### WORK REQUEST
Transcribe the line containing "evergreen tree ->" and every line after it, exactly, through the end of the records.

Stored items
··········
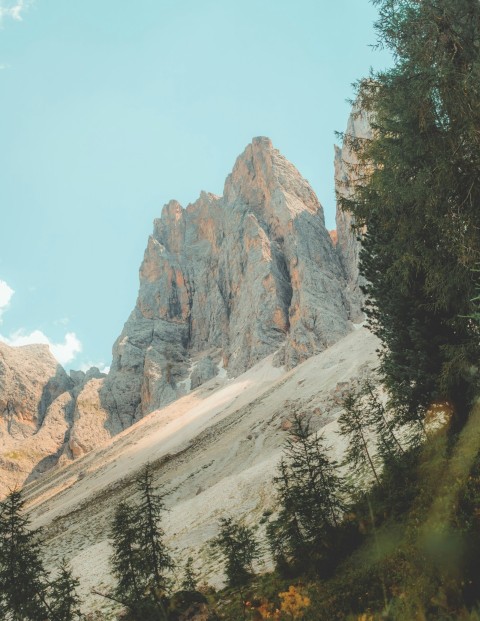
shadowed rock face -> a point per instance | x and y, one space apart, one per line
348 246
46 417
236 278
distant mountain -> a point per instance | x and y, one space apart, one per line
224 283
228 281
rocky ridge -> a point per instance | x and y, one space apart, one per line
224 283
230 279
42 412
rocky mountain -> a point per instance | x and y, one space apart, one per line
40 409
216 450
228 281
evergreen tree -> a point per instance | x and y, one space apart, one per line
190 578
23 579
238 545
311 496
156 560
140 559
65 603
126 558
354 425
417 190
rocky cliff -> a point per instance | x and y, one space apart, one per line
··········
### ANSWER BOX
evergreen tree -> a point per instance | x and y, one space apart, one per line
190 578
23 579
238 545
311 496
156 560
140 559
65 603
126 558
354 425
417 190
rocky cliff -> a point per instance | x and y, one space apart, one per line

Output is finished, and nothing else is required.